Personal information
- Date of birth: 6 August 2004 (age 21)
- Place of birth: Trapani, Italy
- Height: 1.75 m (5 ft 9 in)
- Position: Midfielder

Team information
- Current team: Cosenza
- Number: 19

Youth career
- 2010–2013: La Vittoriosa
- 2013–2023: SPAL

Senior career*
- Years: Team / Apps / (Gls)
- 2023–2025: SPAL / 30 / (0)
- 2024–2025: → Carpi (loan) / 26 / (2)
- 2025–: Cosenza / 29 / (2)

= Nicolò Contiliano =

Italian footballer (born 2004)

Nicolò Contiliano (born 6 August 2004) is an Italian professional footballer who plays as a midfielder for club Cosenza.

== Early life ==
Contiliano was born in Trapani, where his mother, former basketball player Anna Malisardi, was playing at the time.

He moved to Ferrara with his family in 2009, settling in the near comune of Santa Maria Maddalena. He went on to play basketball in Vis Ferrara's youth sector for one season, before switching to football.

PROBLEM A: Using the Contiliano profile, decide whether each statement agrees with it: (i) Contiliano was born in Ferrara; (ii) his mother once played basketball; (iii) he was in SPAL's youth setup from 2013 to 2023. For each, answer yes or no and quote the deciding words.
PROBLEM B: Repeat the Contiliano profile between "Team information" and "(loan) / 26 / (2)", inclusive.
PROBLEM C: Pick up the profile of footballer Nicolò Contiliano after its last sentence and write what comes next.
These records come from a separate source.

(Rows taken from a pointing dataset)
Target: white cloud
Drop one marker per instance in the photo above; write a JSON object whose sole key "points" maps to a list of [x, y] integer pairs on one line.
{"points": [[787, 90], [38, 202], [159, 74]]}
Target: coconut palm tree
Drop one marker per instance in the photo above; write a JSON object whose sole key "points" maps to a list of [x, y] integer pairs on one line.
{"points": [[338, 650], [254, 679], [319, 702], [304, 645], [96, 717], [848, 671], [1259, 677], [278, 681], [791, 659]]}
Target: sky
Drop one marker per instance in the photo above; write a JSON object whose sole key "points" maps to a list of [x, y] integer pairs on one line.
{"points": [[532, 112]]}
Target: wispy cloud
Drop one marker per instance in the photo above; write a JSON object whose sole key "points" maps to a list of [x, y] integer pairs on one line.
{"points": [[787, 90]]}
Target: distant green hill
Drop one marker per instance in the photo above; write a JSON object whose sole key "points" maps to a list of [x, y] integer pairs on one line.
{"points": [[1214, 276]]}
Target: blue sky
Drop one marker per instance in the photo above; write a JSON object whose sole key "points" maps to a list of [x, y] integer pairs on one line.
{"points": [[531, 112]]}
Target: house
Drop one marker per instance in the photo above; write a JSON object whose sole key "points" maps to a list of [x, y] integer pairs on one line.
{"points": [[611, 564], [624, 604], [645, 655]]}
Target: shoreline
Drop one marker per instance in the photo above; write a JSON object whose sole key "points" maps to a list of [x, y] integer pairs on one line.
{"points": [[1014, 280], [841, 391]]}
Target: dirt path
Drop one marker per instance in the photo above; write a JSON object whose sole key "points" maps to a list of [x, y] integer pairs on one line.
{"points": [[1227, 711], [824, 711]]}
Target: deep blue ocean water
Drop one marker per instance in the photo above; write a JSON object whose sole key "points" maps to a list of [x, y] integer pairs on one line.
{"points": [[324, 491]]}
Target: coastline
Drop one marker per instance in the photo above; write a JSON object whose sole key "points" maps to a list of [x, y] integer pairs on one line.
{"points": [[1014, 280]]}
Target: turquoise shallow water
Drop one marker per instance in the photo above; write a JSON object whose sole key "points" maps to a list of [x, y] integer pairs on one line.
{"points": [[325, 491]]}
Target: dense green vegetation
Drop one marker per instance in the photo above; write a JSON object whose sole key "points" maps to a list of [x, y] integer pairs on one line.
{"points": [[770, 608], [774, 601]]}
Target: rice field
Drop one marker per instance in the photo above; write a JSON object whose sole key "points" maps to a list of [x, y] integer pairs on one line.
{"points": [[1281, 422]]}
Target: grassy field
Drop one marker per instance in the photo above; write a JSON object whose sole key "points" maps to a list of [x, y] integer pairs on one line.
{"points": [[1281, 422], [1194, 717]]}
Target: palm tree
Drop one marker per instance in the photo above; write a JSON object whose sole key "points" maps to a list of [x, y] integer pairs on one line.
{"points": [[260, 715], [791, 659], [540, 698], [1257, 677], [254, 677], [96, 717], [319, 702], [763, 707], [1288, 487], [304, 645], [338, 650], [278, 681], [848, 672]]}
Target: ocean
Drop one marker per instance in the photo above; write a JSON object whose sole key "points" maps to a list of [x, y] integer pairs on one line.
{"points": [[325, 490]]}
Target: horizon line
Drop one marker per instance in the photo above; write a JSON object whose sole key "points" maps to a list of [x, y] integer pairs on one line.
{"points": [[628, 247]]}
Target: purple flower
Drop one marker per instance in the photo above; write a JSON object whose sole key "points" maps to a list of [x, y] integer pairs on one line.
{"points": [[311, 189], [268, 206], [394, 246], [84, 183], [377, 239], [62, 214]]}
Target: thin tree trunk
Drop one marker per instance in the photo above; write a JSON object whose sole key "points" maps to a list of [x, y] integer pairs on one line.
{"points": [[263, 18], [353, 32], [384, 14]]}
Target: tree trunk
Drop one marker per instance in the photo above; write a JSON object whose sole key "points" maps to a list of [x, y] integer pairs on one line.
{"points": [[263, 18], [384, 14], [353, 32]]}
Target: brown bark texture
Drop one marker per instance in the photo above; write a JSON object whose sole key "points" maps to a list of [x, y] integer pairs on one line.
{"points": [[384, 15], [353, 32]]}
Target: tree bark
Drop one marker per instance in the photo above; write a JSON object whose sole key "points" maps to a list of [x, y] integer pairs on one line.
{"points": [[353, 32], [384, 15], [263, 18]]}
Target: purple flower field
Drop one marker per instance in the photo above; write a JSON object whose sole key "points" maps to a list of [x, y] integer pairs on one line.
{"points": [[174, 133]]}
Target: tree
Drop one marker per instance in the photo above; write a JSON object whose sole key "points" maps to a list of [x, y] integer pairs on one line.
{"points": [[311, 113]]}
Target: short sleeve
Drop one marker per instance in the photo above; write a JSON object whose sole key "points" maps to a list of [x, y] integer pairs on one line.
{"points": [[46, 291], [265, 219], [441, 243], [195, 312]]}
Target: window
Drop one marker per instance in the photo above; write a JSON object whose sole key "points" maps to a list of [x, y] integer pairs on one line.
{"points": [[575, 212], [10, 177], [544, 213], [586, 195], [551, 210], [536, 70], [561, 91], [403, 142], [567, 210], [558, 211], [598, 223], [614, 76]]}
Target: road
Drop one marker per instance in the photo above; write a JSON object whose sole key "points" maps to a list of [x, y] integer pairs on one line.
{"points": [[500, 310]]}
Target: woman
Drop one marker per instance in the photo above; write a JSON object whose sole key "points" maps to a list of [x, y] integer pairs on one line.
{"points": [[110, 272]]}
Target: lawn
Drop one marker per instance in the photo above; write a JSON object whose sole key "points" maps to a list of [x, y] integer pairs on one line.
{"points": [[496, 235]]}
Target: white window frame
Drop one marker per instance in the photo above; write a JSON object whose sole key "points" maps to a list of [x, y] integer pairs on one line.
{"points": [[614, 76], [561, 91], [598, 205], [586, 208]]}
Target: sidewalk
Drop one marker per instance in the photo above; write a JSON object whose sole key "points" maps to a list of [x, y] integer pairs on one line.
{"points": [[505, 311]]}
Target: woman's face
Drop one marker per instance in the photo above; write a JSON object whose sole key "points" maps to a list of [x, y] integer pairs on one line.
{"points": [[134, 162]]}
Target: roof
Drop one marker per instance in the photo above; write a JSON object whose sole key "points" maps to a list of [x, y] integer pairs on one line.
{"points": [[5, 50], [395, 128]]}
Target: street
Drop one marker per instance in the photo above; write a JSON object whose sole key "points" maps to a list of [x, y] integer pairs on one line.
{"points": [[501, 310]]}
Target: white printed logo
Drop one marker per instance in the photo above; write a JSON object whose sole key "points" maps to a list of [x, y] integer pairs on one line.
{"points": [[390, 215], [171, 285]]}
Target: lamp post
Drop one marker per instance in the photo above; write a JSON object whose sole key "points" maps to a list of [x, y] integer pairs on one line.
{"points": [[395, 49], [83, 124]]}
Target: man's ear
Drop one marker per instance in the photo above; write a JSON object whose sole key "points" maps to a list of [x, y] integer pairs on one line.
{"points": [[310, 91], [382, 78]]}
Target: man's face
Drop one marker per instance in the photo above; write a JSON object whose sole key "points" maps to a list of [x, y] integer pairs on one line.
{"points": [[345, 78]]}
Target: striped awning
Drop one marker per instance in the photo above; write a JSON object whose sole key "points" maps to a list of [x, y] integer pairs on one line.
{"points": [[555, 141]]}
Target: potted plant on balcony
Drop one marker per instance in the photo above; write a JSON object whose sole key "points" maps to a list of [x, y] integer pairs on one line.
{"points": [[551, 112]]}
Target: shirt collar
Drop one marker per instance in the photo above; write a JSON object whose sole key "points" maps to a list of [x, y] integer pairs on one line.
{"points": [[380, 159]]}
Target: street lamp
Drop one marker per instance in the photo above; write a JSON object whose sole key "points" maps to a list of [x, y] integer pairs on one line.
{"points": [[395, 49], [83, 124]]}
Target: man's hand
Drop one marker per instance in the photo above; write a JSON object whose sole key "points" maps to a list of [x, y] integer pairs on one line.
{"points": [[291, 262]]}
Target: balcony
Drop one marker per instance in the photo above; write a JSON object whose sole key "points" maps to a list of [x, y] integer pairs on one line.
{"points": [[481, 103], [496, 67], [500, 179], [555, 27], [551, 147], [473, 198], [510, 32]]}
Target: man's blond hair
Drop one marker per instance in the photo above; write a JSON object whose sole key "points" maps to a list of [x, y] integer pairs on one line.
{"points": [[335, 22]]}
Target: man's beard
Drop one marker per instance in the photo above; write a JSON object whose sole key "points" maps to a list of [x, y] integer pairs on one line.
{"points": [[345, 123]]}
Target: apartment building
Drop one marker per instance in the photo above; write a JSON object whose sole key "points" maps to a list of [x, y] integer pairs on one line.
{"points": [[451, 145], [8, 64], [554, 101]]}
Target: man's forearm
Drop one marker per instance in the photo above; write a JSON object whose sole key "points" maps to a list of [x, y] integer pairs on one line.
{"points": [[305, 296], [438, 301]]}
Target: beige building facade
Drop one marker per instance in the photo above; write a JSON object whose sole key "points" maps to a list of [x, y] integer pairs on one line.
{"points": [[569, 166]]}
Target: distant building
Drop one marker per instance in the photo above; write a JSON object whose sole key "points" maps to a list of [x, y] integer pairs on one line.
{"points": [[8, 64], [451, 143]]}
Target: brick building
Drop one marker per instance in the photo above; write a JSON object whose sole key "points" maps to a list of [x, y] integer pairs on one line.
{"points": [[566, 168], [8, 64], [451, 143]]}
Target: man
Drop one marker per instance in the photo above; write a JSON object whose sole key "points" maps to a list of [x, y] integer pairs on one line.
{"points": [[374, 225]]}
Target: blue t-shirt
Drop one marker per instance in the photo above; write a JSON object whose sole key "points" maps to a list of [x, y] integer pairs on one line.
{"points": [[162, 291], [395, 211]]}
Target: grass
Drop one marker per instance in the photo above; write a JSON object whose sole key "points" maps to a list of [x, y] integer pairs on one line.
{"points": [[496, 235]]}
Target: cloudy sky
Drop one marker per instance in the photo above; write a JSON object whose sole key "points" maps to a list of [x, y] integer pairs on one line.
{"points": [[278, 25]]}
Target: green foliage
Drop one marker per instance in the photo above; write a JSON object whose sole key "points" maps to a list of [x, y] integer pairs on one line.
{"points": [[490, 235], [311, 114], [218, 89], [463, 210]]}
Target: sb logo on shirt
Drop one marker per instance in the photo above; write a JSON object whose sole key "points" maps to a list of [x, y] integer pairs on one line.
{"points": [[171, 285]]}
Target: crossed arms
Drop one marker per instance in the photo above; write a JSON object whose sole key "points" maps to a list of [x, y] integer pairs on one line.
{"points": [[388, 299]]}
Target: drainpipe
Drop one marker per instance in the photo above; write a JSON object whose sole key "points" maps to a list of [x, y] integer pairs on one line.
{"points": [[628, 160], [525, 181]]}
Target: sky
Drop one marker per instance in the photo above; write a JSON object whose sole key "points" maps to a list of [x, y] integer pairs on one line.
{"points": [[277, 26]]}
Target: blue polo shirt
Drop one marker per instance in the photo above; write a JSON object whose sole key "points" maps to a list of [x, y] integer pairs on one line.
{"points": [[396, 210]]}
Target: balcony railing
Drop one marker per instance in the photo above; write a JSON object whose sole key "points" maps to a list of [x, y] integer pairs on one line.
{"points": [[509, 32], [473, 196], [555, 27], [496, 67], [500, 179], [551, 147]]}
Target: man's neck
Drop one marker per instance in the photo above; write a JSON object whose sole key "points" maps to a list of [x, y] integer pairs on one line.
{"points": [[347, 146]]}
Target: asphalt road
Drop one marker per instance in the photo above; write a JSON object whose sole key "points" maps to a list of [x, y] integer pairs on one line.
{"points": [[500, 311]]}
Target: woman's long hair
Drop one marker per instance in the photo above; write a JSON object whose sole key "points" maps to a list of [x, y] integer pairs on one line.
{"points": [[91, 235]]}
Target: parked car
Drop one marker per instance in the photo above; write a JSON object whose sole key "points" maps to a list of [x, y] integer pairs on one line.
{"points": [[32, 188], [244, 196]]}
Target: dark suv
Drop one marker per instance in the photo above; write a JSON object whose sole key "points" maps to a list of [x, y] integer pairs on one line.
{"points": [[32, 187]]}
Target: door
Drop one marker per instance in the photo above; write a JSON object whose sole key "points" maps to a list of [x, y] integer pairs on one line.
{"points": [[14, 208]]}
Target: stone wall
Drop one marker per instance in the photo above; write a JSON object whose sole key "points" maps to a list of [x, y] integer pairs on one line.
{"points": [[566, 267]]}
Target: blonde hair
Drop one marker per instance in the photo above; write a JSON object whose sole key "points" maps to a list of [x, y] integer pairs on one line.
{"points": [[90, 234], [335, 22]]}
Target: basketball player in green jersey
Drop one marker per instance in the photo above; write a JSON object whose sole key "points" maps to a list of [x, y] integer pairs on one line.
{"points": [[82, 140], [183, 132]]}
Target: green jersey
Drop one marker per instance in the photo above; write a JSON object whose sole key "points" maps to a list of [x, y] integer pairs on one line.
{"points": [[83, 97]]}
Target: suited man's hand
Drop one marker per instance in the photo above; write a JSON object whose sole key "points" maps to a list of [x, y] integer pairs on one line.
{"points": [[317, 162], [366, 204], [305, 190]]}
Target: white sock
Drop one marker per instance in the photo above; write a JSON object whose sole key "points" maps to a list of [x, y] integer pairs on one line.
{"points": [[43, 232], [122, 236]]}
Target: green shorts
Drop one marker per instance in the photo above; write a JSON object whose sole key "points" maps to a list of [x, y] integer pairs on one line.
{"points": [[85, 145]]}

OUTPUT A:
(i) No: "Contiliano was born in Trapani"
(ii) Yes: "his mother, former basketball player Anna Malisardi"
(iii) Yes: "2013–2023: SPAL"

OUTPUT B:
Team information
- Current team: Cosenza
- Number: 19

Youth career
- 2010–2013: La Vittoriosa
- 2013–2023: SPAL

Senior career*
- Years: Team / Apps / (Gls)
- 2023–2025: SPAL / 30 / (0)
- 2024–2025: → Carpi (loan) / 26 / (2)

OUTPUT C:
== Club career ==
In 2010, Contiliano started playing football for local grassroots club La Vittoriosa, and then joined SPAL's youth sector in 2013. Having come through all of the club's youth ranks, he captained the under-18 squad that won the national championship in 2022, and kept the same role after being promoted to the under-19 team at the start of the 2022–23 season.

During the same campaign, Contiliano signed his first professional contract with SPAL, and was promoted to the first team under head coach Massimo Oddo. On 18 March 2023, he made his professional debut, starting in a 2–0 league loss against Südtirol. He went on to be a part of the team that suffered relegation to Serie C at the end of the season. In October of the same year, he extended his contract with the club until 2026.

On 1 August 2024, Contiliano joined newly promoted Serie C club Carpi on a season-long loan.

== International career ==
In June 2023, Contiliano received his first international call-up, joining a training camp with the Italian under-19 national team in preparation to the UEFA European Under-19 Championship.

== Style of play ==
Contiliano is mainly a holding midfielder, who can also cover in the box-to-box role. He has been regarded for his athleticism, his positioning, his defensive attributes and his leadership skills. A natural left-footer, he has also been praised for his wide passing range, despite not having notable finishing skills.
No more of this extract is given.